TUGAS LATIHAN A =
Jawab pertanyaan berikut berdasarkan potongan dokumen tentang delik penghinaan:
(i) Pasal KUHP mana yang disebut bersama Pasal 316 dalam ketentuan mengenai pelaporan delik penghinaan?
(ii) Sebagai delik apa perbuatan penghinaan disebut pada kalimat pertama?
(iii) Kepada siapa negara ingin memberikan "kemudahan" perlindungan?

POTONGAN DOKUMEN =
>>

Pergeseran demikian berpengaruh secara signifikan karena sebagai delik bukan
aduan maka diprosesnya suatu perbuatan penghinaan tidak “mengindahkan” lagi ada
atau tidak ada
pertimbangan pribadi (kepentingan privat) korban penghinaan.
[3.17.1] Selain itu, menurut
Mahkamah ketentuan mengenai pelaporan delik penghinaan yang diatur dalam Pasal
319 juncto Pasal 316 KUHP tentu tidak
dapat dilepaskan dari kehendak negara yang berkeinginan untuk memberikan
“kemudahan” perlindungan bagi pejabat/pegawai negara atau kepada individu yang
pada saat dihina sedang menjabat sebagai aparat pemerintah.

<<

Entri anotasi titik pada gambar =

>>

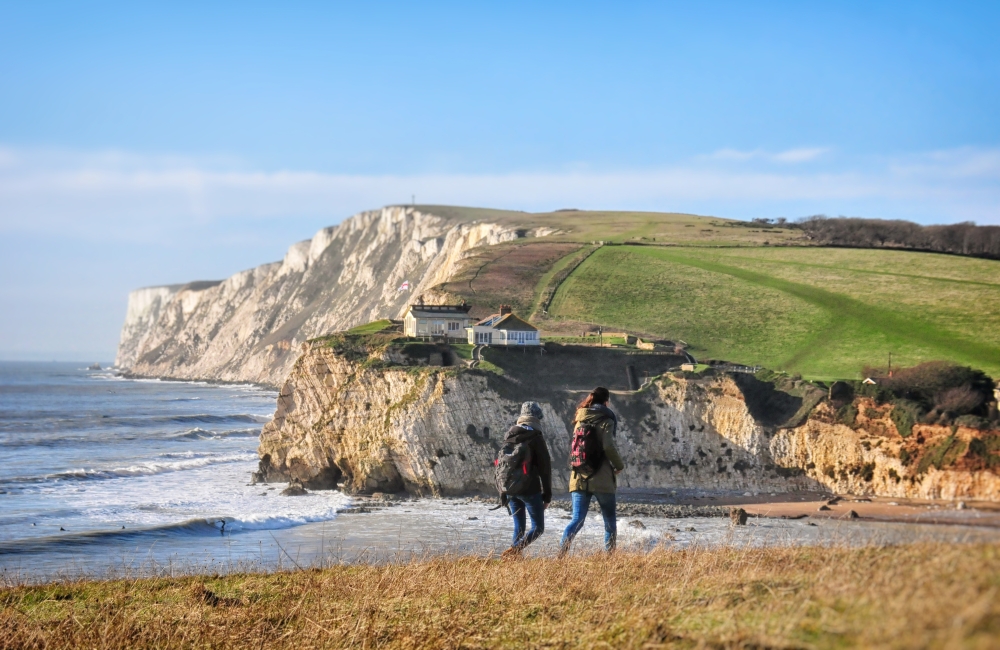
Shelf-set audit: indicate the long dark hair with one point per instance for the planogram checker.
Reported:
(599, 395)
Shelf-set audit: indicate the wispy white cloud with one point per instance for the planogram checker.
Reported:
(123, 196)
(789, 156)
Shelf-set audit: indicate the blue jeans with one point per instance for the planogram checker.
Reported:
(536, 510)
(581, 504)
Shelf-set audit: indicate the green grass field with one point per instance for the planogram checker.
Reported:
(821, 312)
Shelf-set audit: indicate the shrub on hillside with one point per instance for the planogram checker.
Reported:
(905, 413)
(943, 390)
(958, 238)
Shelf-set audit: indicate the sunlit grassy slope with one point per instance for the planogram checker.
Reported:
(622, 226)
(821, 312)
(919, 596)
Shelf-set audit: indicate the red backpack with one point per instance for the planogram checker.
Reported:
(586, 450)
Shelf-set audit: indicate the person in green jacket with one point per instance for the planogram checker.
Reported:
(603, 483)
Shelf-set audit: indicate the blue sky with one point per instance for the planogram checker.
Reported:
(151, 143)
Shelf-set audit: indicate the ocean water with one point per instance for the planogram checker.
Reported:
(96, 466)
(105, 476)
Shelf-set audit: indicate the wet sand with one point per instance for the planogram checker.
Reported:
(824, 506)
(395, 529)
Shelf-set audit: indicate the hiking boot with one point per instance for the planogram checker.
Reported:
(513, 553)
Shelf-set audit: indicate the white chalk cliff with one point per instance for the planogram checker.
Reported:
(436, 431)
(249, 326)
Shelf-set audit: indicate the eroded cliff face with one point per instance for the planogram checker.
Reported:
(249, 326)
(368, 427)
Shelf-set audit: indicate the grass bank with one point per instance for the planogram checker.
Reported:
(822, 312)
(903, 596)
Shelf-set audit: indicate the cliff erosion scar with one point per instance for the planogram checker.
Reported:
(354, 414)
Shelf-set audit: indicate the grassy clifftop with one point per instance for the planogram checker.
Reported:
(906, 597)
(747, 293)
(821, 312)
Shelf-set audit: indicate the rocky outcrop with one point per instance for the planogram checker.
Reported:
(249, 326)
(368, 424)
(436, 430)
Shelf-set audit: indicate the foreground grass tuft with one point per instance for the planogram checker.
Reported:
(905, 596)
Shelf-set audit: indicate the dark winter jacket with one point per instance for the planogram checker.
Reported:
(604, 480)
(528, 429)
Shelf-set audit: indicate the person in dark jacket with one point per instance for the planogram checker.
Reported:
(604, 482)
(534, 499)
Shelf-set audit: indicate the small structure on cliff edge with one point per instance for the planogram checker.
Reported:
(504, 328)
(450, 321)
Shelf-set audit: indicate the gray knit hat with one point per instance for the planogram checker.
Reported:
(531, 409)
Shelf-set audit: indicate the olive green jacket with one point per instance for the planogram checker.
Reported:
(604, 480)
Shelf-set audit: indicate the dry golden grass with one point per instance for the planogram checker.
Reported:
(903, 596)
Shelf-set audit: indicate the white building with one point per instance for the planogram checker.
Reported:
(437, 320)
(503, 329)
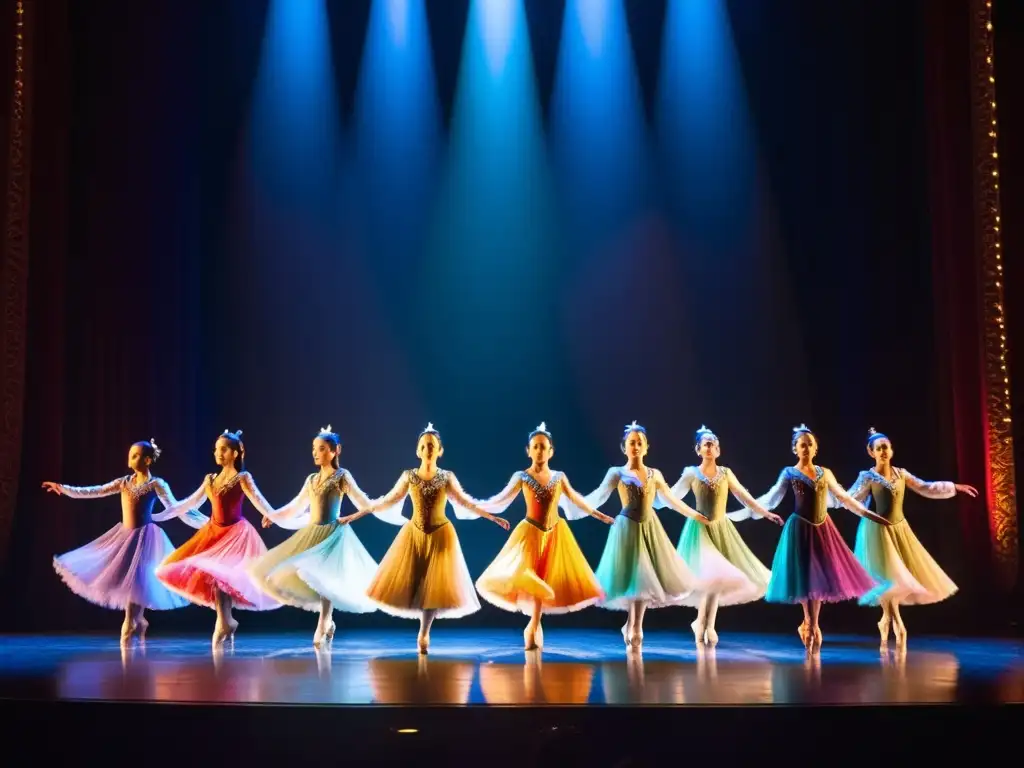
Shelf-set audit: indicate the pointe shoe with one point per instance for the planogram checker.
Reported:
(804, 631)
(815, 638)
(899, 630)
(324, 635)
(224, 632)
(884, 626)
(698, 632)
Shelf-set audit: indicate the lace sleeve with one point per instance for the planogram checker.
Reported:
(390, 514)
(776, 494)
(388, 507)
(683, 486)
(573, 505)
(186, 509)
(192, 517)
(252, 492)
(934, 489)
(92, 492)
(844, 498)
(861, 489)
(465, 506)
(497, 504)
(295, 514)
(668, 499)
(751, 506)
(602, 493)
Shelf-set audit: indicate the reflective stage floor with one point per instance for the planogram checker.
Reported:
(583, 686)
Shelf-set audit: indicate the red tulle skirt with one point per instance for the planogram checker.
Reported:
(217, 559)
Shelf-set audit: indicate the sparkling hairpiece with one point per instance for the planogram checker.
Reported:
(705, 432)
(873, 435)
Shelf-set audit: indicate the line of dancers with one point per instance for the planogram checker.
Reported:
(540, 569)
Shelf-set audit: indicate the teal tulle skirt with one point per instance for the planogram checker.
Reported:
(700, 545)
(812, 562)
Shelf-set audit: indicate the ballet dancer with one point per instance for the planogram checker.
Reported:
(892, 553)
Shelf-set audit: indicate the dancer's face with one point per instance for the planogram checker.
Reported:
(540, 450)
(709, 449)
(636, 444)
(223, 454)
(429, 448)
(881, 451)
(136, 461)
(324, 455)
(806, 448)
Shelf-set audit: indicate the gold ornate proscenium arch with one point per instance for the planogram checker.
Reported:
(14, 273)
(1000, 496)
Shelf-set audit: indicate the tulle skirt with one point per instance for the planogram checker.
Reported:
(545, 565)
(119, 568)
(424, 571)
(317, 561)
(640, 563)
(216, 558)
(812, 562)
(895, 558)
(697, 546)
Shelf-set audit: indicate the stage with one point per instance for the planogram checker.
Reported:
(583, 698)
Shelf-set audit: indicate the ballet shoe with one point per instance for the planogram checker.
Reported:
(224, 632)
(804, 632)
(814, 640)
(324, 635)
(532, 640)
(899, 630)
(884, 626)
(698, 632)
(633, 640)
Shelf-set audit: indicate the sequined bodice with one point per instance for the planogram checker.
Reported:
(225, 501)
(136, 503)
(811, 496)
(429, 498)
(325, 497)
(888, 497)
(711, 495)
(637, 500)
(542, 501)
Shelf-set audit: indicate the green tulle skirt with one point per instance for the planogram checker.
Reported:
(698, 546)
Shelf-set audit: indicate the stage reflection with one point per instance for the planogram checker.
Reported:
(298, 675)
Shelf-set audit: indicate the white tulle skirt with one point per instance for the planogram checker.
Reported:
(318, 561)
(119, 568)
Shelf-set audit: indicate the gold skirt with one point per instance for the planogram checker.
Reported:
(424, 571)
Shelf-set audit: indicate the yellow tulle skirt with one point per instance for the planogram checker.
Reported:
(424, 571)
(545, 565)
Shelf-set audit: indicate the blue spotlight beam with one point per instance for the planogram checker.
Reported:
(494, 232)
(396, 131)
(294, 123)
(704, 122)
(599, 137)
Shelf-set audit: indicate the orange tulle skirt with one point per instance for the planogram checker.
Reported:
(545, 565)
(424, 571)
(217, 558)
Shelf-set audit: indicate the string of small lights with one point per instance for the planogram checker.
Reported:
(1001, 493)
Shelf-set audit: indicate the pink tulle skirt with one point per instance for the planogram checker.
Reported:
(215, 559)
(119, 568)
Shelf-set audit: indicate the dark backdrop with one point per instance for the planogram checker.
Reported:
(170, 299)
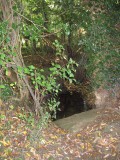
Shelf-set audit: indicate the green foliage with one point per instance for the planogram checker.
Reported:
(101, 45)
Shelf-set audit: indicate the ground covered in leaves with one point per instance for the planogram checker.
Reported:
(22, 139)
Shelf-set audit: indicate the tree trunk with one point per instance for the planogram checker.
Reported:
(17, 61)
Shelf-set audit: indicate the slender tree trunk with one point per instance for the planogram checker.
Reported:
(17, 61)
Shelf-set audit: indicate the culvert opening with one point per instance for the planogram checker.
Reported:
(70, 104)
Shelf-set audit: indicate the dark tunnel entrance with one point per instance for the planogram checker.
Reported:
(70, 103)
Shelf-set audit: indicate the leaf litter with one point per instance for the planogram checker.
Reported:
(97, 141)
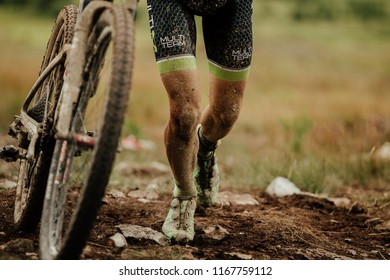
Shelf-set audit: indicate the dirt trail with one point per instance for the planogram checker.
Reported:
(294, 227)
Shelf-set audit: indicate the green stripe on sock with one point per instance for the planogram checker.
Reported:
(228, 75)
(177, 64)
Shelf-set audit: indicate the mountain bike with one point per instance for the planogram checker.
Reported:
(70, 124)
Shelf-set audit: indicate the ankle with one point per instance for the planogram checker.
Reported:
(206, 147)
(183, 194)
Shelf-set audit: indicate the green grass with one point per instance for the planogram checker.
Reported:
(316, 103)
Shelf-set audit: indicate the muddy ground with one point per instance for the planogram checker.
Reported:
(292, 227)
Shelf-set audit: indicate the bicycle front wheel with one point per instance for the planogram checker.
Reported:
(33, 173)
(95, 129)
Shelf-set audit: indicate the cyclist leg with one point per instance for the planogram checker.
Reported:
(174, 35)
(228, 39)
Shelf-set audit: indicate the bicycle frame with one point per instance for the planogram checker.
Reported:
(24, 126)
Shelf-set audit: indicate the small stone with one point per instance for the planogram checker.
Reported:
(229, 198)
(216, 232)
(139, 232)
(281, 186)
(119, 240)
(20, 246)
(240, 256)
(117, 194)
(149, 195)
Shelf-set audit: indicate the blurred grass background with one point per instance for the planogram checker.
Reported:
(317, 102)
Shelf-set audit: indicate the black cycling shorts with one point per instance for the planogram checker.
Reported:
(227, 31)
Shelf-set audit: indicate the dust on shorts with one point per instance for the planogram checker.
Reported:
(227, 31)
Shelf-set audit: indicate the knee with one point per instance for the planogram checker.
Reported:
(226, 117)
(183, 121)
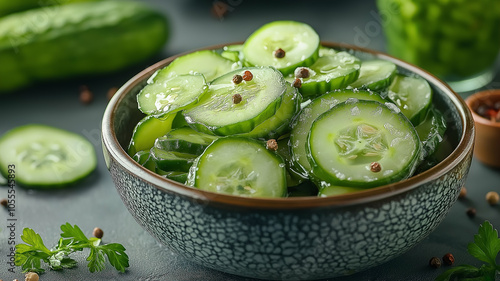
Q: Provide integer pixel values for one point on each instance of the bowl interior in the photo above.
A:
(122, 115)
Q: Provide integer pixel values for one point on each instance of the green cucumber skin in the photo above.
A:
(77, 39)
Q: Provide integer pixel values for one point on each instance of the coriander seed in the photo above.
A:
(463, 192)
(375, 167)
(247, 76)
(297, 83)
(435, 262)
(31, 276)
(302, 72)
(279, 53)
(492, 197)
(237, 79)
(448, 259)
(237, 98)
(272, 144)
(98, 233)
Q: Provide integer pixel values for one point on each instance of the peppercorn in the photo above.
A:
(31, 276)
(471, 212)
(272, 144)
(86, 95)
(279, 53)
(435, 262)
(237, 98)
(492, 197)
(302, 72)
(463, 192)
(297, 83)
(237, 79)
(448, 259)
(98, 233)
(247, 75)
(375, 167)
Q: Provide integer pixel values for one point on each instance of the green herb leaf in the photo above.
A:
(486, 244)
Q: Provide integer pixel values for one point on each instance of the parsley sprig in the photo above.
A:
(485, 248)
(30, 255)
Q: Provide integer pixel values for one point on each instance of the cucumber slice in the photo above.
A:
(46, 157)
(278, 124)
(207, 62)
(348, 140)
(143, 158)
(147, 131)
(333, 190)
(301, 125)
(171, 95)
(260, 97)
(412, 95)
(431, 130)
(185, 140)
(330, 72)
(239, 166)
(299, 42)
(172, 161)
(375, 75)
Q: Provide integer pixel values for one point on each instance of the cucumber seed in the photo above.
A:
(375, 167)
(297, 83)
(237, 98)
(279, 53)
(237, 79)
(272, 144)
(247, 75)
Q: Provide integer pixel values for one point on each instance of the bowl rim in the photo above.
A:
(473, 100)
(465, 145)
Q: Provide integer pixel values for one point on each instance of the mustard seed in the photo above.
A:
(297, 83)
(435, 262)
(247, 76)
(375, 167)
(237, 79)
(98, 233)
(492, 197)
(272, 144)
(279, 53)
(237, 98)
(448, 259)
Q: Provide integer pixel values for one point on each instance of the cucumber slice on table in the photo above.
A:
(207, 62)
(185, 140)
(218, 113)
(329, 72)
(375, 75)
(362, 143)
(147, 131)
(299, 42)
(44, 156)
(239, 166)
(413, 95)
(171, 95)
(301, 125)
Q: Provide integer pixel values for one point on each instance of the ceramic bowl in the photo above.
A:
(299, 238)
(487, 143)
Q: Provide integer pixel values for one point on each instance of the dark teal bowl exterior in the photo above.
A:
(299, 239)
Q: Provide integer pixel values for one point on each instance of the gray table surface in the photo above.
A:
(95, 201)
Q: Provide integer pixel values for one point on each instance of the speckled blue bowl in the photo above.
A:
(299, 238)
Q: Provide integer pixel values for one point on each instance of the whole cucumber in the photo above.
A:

<<

TUGAS LATIHAN B =
Salin tanpa perubahan baris-baris daftar, mulai dari baris yang memuat "surface in the photo above." sampai akhir daftar, keduanya termasuk.

JAWABAN BENAR A =
(i) Pasal 319 KUHP.
(ii) Sebagai delik bukan aduan.
(iii) Kepada pejabat/pegawai negara atau kepada individu yang pada saat dihina sedang menjabat sebagai aparat pemerintah.

JAWABAN BENAR B =
Q: Provide integer pixel values for one point on each instance of the gray table surface in the photo above.
A:
(95, 201)
Q: Provide integer pixel values for one point on each instance of the speckled blue bowl in the photo above.
A:
(299, 238)
Q: Provide integer pixel values for one point on each instance of the whole cucumber in the photo above.
A:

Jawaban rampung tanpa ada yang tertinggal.